PROBLEM DESCRIPTION:
Rewrite the records from the beginning up to and including the line that contains "point(507, 800)", with every "Tag" changed to "Mark" and all else left as is. Omit the pictures.

--------------------------------------------------

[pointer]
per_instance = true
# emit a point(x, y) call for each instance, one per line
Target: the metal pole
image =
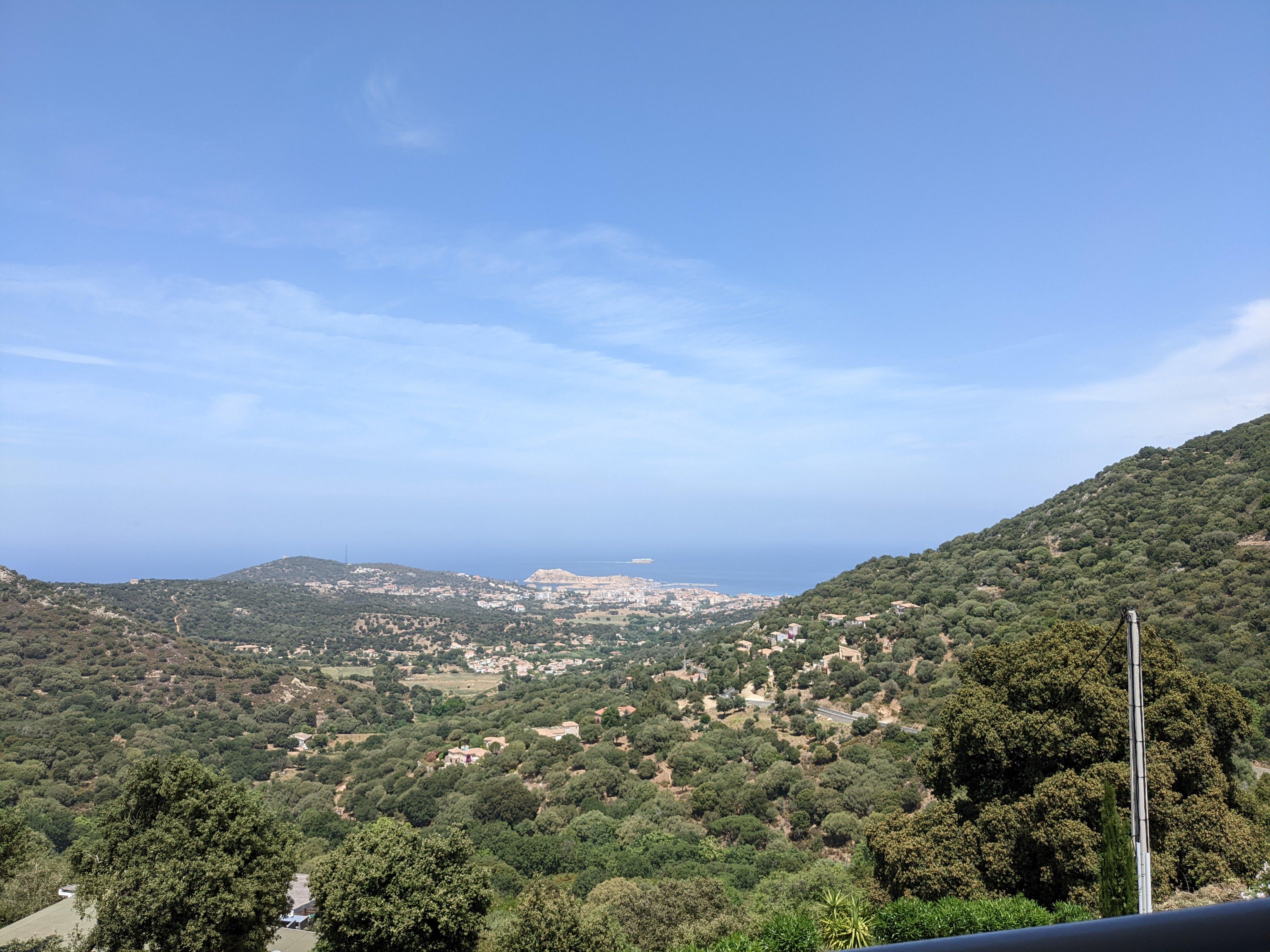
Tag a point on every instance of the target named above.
point(1138, 765)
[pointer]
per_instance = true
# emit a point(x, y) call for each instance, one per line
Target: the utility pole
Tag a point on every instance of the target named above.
point(1138, 765)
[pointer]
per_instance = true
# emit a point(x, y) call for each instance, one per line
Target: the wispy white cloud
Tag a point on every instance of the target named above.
point(44, 353)
point(1211, 384)
point(395, 120)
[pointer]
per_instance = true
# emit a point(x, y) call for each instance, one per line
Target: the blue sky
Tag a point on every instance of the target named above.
point(585, 281)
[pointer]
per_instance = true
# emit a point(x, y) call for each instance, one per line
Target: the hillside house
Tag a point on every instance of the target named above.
point(559, 732)
point(459, 757)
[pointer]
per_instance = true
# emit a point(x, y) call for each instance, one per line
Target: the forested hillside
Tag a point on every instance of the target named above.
point(1180, 534)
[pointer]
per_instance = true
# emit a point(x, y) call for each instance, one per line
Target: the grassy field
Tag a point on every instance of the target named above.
point(459, 683)
point(463, 683)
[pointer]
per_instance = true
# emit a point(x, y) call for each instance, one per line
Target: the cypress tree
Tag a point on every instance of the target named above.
point(1118, 874)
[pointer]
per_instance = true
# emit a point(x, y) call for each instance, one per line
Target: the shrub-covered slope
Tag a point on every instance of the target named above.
point(1180, 534)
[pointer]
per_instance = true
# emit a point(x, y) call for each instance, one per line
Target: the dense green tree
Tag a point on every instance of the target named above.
point(1118, 876)
point(1020, 762)
point(185, 860)
point(1178, 532)
point(548, 920)
point(13, 843)
point(386, 889)
point(507, 800)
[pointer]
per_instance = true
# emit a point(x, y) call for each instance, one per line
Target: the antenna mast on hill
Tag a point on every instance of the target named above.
point(1138, 765)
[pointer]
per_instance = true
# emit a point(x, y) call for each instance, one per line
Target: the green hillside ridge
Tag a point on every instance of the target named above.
point(273, 606)
point(1180, 534)
point(298, 570)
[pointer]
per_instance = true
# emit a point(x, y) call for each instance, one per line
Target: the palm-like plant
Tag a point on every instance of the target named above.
point(845, 922)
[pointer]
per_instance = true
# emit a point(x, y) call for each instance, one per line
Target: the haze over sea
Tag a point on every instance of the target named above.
point(731, 570)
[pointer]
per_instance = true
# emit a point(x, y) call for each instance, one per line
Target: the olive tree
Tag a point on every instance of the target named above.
point(183, 860)
point(386, 889)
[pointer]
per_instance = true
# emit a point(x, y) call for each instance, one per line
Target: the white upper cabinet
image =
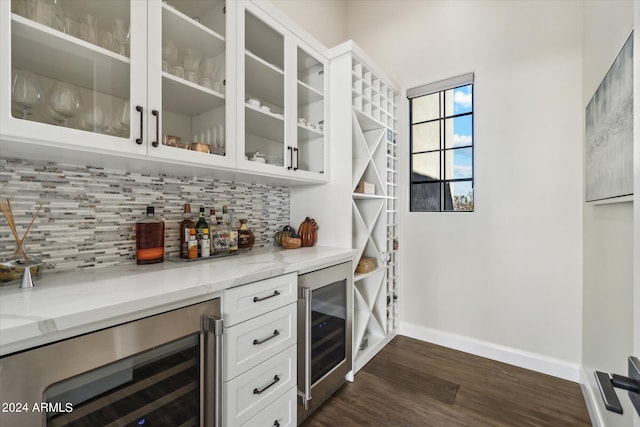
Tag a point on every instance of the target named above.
point(189, 58)
point(71, 73)
point(198, 85)
point(281, 88)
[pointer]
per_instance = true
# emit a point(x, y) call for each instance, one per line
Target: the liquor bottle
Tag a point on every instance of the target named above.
point(220, 242)
point(193, 244)
point(150, 238)
point(246, 239)
point(201, 228)
point(186, 224)
point(233, 233)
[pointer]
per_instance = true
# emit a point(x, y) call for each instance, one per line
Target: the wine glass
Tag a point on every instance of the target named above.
point(121, 33)
point(26, 92)
point(169, 54)
point(64, 101)
point(121, 120)
point(97, 118)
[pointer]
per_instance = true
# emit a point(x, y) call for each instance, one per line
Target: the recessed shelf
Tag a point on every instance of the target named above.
point(183, 97)
point(56, 55)
point(186, 32)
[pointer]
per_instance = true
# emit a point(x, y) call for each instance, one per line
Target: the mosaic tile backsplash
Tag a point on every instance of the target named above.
point(88, 214)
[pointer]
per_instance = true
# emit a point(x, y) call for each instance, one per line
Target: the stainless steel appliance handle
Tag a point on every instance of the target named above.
point(306, 296)
point(274, 294)
point(264, 340)
point(256, 390)
point(214, 327)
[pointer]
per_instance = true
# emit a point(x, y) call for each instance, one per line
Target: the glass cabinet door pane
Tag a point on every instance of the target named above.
point(264, 92)
point(70, 64)
point(156, 387)
point(310, 126)
point(194, 75)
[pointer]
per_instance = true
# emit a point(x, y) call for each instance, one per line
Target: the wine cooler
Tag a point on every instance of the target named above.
point(324, 334)
point(163, 370)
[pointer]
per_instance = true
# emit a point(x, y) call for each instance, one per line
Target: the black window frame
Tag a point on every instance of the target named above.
point(446, 199)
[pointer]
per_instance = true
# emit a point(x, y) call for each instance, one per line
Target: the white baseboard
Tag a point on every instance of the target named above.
point(591, 399)
point(533, 361)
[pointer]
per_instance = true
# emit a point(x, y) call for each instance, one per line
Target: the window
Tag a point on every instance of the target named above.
point(441, 142)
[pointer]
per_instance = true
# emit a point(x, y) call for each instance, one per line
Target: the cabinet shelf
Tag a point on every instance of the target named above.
point(267, 125)
point(361, 196)
point(307, 94)
point(56, 55)
point(186, 98)
point(308, 134)
point(264, 81)
point(186, 32)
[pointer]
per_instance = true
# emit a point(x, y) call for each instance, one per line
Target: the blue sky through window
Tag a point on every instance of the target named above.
point(463, 134)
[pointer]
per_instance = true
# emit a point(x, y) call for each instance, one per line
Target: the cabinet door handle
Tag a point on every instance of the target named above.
point(265, 388)
point(275, 294)
point(141, 111)
point(157, 114)
point(258, 342)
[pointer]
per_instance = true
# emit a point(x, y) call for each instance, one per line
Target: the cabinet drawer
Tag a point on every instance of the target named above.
point(253, 391)
point(282, 412)
point(250, 343)
point(248, 301)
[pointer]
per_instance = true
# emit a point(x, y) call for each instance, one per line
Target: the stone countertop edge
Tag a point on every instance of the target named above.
point(64, 305)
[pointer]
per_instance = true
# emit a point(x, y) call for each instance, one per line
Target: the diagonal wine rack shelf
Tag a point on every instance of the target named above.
point(373, 128)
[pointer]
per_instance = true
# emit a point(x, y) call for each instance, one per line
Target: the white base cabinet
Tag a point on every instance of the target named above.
point(260, 352)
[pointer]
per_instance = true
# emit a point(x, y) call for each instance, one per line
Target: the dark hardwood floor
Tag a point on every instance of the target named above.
point(414, 383)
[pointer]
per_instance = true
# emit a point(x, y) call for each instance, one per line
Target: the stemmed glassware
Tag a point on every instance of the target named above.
point(122, 33)
point(169, 55)
point(121, 120)
point(26, 92)
point(97, 118)
point(64, 102)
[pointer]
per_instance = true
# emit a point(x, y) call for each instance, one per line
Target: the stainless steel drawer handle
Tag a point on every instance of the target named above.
point(263, 389)
point(275, 294)
point(258, 342)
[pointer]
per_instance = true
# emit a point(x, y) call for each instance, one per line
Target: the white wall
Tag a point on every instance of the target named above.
point(325, 20)
point(504, 281)
point(607, 334)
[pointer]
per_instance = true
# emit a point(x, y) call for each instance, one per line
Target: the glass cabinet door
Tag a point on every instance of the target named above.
point(71, 69)
point(191, 66)
point(264, 93)
point(309, 153)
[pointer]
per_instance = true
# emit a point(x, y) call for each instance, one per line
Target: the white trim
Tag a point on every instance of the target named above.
point(591, 399)
point(524, 359)
point(620, 199)
point(439, 86)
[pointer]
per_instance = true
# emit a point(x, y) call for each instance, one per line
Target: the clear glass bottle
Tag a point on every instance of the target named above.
point(220, 241)
point(150, 238)
point(246, 239)
point(202, 228)
point(193, 244)
point(185, 225)
point(233, 233)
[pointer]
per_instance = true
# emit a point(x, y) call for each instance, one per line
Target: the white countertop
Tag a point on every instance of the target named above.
point(63, 305)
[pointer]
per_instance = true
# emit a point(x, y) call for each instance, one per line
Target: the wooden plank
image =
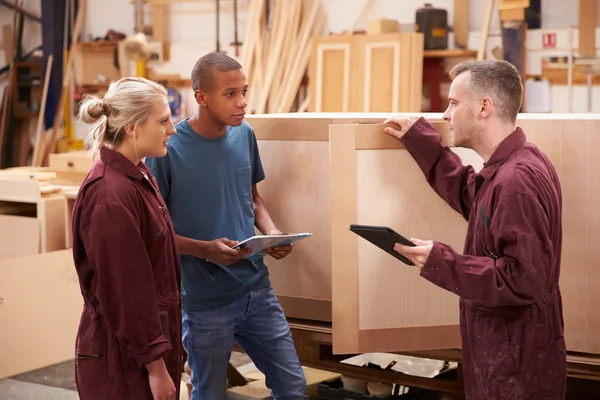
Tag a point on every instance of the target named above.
point(587, 28)
point(344, 249)
point(159, 24)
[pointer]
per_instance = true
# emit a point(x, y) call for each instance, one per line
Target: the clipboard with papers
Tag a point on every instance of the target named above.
point(260, 243)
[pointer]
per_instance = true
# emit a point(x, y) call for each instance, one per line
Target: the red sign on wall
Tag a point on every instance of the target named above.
point(549, 40)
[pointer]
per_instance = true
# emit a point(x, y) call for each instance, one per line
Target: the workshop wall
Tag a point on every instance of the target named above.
point(32, 31)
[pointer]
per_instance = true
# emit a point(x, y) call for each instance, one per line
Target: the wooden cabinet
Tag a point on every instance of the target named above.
point(325, 171)
point(366, 73)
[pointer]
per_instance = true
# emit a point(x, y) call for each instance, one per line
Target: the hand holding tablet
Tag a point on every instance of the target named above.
point(262, 245)
point(385, 238)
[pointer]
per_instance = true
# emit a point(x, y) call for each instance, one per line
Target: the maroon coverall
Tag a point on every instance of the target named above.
point(507, 277)
point(129, 272)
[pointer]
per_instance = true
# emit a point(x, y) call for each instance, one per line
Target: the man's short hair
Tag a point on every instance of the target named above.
point(497, 79)
point(203, 72)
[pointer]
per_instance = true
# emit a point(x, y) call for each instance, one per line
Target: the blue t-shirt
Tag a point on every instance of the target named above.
point(207, 185)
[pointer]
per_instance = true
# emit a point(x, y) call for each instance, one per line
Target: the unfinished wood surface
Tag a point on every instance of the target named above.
point(295, 154)
point(40, 307)
point(368, 73)
point(396, 309)
point(460, 25)
point(369, 311)
point(19, 235)
point(51, 216)
point(296, 190)
point(587, 28)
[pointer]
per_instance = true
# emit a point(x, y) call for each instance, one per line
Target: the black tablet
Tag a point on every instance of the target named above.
point(383, 237)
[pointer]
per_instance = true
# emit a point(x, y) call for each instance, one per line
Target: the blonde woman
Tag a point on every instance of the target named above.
point(129, 338)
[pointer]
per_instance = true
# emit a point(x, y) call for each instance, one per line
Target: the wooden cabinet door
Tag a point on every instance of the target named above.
point(367, 73)
point(390, 72)
point(332, 75)
point(380, 304)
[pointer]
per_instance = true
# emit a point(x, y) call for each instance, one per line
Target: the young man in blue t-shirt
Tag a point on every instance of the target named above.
point(208, 180)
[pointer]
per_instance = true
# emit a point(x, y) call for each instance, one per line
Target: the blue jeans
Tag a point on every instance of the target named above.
point(257, 323)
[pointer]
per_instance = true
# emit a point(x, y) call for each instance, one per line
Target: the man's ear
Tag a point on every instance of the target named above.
point(200, 97)
point(130, 129)
point(485, 107)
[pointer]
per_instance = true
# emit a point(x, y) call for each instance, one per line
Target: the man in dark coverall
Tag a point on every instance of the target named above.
point(507, 277)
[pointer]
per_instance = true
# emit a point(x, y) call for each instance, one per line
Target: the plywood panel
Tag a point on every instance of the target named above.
point(391, 193)
point(40, 306)
point(371, 315)
point(296, 190)
point(19, 236)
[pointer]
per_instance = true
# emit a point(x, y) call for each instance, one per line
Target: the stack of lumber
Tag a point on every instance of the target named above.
point(276, 51)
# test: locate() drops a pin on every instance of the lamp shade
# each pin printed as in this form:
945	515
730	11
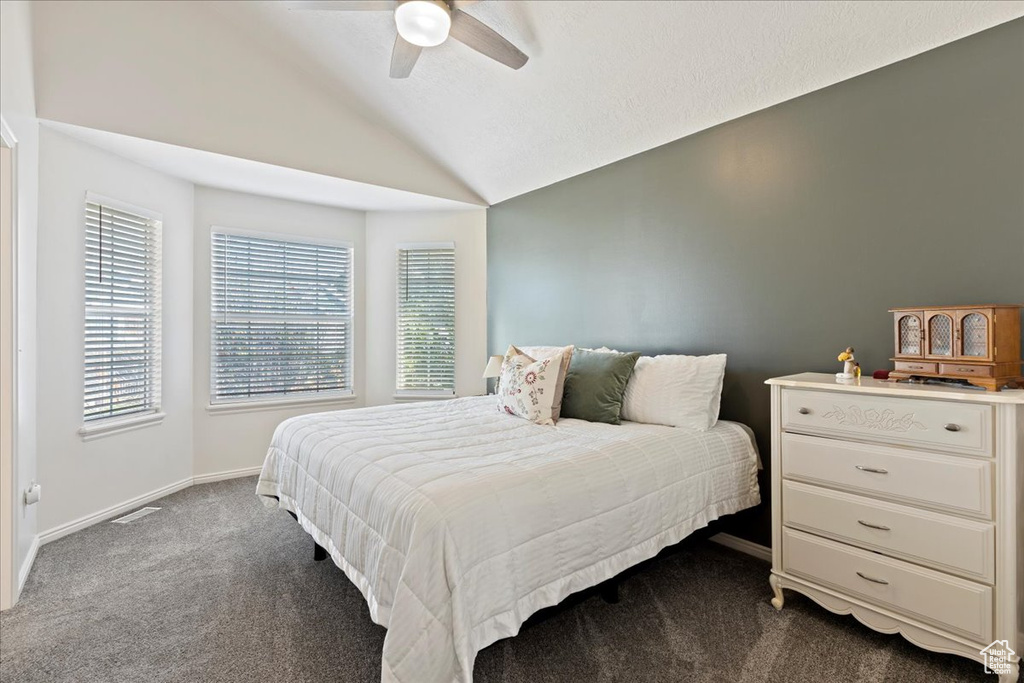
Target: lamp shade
494	368
423	23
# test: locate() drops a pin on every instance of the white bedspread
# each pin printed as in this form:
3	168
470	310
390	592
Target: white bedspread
458	522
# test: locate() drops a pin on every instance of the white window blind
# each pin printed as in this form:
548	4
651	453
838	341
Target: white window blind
122	311
282	317
426	319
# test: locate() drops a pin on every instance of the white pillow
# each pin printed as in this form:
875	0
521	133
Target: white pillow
676	390
529	388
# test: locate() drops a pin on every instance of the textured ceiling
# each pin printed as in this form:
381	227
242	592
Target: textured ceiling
605	79
245	175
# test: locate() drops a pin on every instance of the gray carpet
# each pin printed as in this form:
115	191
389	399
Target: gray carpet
217	588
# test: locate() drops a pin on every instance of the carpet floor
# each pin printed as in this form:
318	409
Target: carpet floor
215	587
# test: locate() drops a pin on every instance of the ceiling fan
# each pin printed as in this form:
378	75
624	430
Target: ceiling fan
427	24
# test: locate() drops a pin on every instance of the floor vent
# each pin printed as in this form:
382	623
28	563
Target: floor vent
138	514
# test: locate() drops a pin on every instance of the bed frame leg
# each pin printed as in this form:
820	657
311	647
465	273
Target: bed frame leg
609	592
320	552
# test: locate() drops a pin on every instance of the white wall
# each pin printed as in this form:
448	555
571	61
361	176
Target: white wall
386	229
198	81
17	107
79	477
226	441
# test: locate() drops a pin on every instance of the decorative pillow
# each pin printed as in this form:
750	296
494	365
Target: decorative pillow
595	384
676	390
527	388
542	352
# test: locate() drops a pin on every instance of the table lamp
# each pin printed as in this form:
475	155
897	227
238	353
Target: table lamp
494	368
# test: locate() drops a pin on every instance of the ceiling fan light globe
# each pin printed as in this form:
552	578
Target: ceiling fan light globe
423	23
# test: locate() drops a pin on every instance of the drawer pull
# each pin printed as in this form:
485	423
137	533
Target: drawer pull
872	579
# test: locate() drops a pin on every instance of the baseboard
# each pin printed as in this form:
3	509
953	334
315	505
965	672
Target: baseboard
228	474
743	546
96	517
23	573
70	527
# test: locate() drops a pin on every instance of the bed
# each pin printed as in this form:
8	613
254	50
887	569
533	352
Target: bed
457	522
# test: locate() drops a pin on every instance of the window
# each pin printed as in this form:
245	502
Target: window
122	310
282	317
426	319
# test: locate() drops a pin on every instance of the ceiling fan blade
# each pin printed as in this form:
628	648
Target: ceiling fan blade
485	40
342	5
403	57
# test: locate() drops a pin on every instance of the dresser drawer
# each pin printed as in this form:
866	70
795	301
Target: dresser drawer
955	604
965	370
942	542
946	482
915	367
938	425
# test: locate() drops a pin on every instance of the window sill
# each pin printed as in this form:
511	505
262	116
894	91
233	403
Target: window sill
276	403
413	397
119	425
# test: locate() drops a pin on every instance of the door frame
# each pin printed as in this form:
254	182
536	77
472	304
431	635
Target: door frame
8	374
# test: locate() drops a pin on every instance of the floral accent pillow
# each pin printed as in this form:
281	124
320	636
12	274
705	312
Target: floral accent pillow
527	388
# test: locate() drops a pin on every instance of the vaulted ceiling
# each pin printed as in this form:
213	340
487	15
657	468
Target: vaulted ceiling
605	79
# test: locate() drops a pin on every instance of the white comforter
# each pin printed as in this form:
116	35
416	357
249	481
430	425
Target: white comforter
458	522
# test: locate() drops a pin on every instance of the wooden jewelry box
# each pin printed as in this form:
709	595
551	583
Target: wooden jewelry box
980	344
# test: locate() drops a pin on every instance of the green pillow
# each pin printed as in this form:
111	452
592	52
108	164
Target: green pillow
595	384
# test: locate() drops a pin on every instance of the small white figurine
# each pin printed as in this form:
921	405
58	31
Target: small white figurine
851	369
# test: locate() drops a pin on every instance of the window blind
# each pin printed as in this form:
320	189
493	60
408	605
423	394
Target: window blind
426	319
122	312
282	317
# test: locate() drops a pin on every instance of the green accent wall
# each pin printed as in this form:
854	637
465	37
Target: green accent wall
783	237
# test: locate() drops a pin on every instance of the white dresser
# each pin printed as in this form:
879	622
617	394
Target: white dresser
904	506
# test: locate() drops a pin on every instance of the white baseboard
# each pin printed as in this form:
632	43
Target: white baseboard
88	520
228	474
23	573
743	546
70	527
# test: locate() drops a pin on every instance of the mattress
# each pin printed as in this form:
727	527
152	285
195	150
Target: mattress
458	522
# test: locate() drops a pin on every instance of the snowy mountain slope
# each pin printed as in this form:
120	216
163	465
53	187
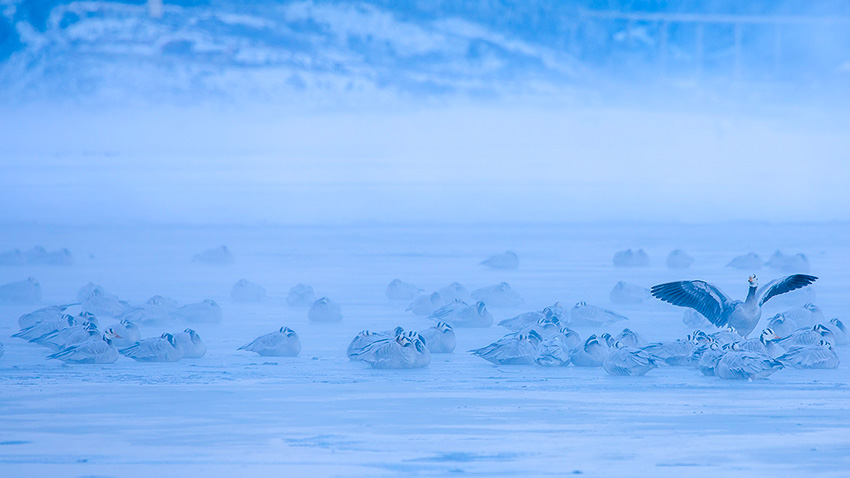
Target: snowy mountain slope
303	49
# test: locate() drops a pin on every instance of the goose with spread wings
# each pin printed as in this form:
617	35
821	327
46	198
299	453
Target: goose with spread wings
719	308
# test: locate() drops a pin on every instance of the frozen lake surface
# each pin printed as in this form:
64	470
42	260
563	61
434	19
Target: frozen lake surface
232	413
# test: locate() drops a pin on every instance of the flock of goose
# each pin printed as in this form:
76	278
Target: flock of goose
798	338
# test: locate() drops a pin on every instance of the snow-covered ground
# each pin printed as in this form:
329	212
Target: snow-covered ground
232	413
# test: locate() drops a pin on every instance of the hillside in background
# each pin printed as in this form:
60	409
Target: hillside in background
320	52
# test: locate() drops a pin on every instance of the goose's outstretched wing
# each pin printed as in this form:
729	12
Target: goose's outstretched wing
699	295
786	284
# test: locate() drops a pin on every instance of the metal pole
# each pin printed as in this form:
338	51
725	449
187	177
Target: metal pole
699	48
738	35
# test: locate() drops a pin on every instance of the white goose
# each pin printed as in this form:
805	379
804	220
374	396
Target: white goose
283	343
156	349
513	349
100	350
628	361
719	308
737	364
818	355
193	346
440	338
405	351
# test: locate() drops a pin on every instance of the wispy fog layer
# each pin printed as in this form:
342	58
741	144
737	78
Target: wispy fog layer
336	112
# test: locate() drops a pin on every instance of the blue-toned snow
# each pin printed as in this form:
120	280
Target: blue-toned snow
319	414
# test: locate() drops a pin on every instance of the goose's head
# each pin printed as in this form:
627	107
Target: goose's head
110	334
767	335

--------------------------------------------------

COMPLETE OUTPUT:
[pointer]
per_instance = true
# emit a point(x, y) call for each instance, one per line
Target: the metal pole
image =
Mark a point on every instance of the target named above.
point(1138, 765)
[pointer]
per_instance = true
# emit a point(x, y) call for each instance, one per line
Target: the utility pole
Mark a point on every instance of the target named above.
point(1138, 765)
[pointer]
per_instance = true
# emit a point(x, y) call for each instance, one per line
Target: the wispy white cloud
Mark a point on every instance of the target named above.
point(44, 353)
point(1211, 384)
point(395, 120)
[pointer]
per_instance = true
# emit a point(x, y) call for each instance, one per line
Target: the blue sky
Mark a point on every instance of the target named above.
point(585, 281)
[pointer]
per_instance = true
# emit a point(x, y) call for each instance, one per line
Target: the hillside house
Mark a point on every instance of the target named above.
point(559, 732)
point(459, 757)
[pointer]
per_instance = true
# emit a point(x, y) call for each instance, one per line
Target: the forested hillside
Mark a point on every instance of the target named above.
point(1180, 534)
[pointer]
per_instance = true
# emit a point(x, y) call for each instance, one per line
Target: the grassy field
Mark a point on every instance of the target named above.
point(459, 683)
point(463, 683)
[pointer]
per_instance = true
# emit a point(x, y) call for each instance, one per line
Target: the cypress tree
Mark a point on every instance of the target named above.
point(1118, 874)
[pointer]
per_instance = true
# emit a point(x, y) call for each instance, one per line
Target: the shrub-covered slope
Mark a point on every instance of the target named above.
point(1180, 534)
[pointer]
per_instance = true
# emit a point(x, y) call for each instance, one per line
Target: the dense green tree
Mark a point on every instance of the target named above.
point(1118, 876)
point(1020, 762)
point(185, 860)
point(1178, 532)
point(548, 920)
point(13, 843)
point(386, 889)
point(507, 800)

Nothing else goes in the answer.